_What is needed:_
Reproduce the listing below word for word, from the line that contains "this form: (435,68)." through the line that contains "Target: illuminated bridge", including both of those lines.

_Supplied information:_
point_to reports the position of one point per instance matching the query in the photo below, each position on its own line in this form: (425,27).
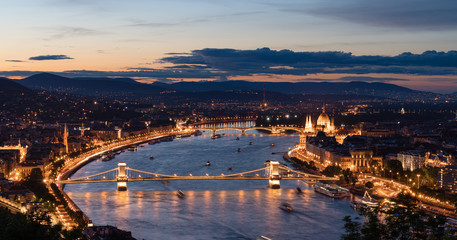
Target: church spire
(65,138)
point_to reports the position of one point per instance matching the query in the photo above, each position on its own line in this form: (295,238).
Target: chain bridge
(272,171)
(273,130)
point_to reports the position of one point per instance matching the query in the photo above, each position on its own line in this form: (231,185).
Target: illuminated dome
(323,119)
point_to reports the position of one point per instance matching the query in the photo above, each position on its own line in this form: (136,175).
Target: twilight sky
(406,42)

---

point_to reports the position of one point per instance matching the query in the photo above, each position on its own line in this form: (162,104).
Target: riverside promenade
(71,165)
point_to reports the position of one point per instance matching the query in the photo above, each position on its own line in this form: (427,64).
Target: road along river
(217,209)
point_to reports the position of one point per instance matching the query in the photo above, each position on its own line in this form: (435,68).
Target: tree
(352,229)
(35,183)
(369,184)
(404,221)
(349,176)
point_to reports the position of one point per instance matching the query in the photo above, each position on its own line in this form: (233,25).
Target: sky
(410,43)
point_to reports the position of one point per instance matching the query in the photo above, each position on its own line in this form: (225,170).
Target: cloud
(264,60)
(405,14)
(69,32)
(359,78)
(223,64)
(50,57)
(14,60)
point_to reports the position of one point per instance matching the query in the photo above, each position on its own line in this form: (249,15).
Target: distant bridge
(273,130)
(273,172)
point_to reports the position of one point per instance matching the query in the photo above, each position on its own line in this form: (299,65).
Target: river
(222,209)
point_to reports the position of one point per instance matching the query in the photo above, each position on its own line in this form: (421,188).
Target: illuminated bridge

_Exercise answer:_
point_to reports the position of one point per instance matching the query in the photo above, each position on its own line in this form: (435,68).
Target: tree
(352,229)
(35,183)
(369,184)
(404,221)
(349,176)
point_to reports the position of one point per instance matching the query in the photo above, each position on its own line in this form: (233,25).
Target: sky
(410,43)
point_to reports the position of one point per instance matching the query in the photo above, each position on its own line in this form: (225,170).
Target: cloud
(264,60)
(405,14)
(69,32)
(359,78)
(223,64)
(50,57)
(14,60)
point_to reports the position of one point per instance matching the query in the photo above, each position on its own line in this form: (249,15).
Target: distant bridge
(273,130)
(273,172)
point_to reports the position of one point per instance matching the query in the photo above, each position on its own line in this form: (299,65).
Target: river
(222,209)
point_to reports the position of one point per instance matching the query in the photo above, each position on its own line in this form: (421,188).
Target: illuminated bridge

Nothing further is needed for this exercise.